Configure Prompt Guards with Actionable Rejection Messages

Plano has built-in prompt_guards for detecting jailbreak attempts. When triggered, Plano returns the on_exception.message instead of forwarding the request. Write messages that explain the restriction and suggest what the user can do instead — both for user experience and to reduce support burden.

Incorrect (no message configured — returns a generic error):

yaml

version: v0.3.0

prompt_guards:
  input_guards:
    jailbreak:
      on_exception: {}    # Empty — returns unhelpful generic error

Incorrect (cryptic technical message):

yaml

prompt_guards:
  input_guards:
    jailbreak:
      on_exception:
        message: "Error code 403: guard triggered"    # Unhelpful to the user

Correct (clear, actionable, brand-appropriate message):

yaml

version: v0.3.0

prompt_guards:
  input_guards:
    jailbreak:
      on_exception:
        message: >
          I'm not able to help with that request. This assistant is designed
          to help with [your use case, e.g., customer support, coding questions].
          Please rephrase your question or contact [email protected]
          if you believe this is an error.

Combining prompt_guards with MCP filter guardrails:

yaml

# Built-in jailbreak detection (fast, no external service needed)
prompt_guards:
  input_guards:
    jailbreak:
      on_exception:
        message: "This request cannot be processed. Please ask about our products and services."

Raw data:
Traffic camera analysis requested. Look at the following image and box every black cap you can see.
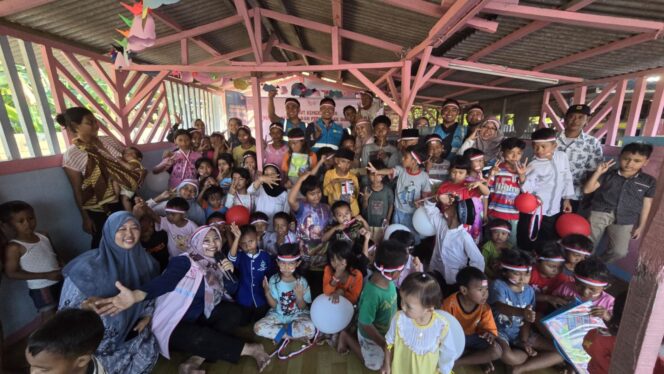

Job 1:
Reproduce word for word the part of the Plano prompt guard text starting with "Configure Prompt Guards" and going on through "reduce support burden.".
Job 2:
Summarize the Plano prompt guard text in two sentences.

Exercise solution 1:
Configure Prompt Guards with Actionable Rejection Messages

Plano has built-in prompt_guards for detecting jailbreak attempts. When triggered, Plano returns the on_exception.message instead of forwarding the request. Write messages that explain the restriction and suggest what the user can do instead — both for user experience and to reduce support burden.

Exercise solution 2:
Plano's built-in prompt_guards detect jailbreak attempts and, when triggered, return the on_exception.message instead of forwarding the request. That message should explain the restriction and suggest what the user can do instead, rather than being left empty, which returns a generic error, or written as a cryptic technical error.